(Segmentation mask data)
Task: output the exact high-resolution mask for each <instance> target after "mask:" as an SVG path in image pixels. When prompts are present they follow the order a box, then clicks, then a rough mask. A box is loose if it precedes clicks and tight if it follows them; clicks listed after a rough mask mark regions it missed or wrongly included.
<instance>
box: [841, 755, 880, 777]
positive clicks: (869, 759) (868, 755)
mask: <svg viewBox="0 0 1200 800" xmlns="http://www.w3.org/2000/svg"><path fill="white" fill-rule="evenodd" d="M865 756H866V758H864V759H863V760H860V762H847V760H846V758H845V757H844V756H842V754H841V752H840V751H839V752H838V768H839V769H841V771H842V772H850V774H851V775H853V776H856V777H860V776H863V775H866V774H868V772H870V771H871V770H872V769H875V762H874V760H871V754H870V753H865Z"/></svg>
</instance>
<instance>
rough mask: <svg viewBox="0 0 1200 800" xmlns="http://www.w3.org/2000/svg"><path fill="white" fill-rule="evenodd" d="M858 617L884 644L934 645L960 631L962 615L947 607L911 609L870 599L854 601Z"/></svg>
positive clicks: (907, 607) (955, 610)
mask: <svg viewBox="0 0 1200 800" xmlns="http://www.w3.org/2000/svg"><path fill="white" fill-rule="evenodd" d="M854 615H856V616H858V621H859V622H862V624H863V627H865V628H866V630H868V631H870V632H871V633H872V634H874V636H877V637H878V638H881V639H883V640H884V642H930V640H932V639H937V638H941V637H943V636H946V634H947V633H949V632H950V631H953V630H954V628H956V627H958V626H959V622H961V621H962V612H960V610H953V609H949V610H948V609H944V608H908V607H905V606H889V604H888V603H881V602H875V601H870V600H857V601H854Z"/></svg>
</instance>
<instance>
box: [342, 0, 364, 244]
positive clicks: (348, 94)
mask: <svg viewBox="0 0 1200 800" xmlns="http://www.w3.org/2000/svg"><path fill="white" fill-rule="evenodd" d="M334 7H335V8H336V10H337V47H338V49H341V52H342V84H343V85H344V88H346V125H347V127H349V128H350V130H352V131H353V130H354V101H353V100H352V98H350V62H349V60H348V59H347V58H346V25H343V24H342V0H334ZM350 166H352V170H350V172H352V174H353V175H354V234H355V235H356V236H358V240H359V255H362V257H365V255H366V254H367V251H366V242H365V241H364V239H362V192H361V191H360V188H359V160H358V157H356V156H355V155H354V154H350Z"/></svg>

[ACTION ITEM]:
In the data from the first line up to and including the line with "positive clicks: (869, 759) (868, 755)", rename "positive clicks" to "foreground clicks". Output only those lines with nothing else changed.

[OUTPUT FOR THIS EXERCISE]:
Task: output the exact high-resolution mask for each <instance> target after "mask:" as an SVG path in image pixels. When prompts are present they follow the order a box, then clicks, then a rough mask. A box is loose if it precedes clicks and tight if it follows them; clicks listed after a rough mask mark regions it missed or wrongly included.
<instance>
box: [841, 755, 880, 777]
foreground clicks: (869, 759) (868, 755)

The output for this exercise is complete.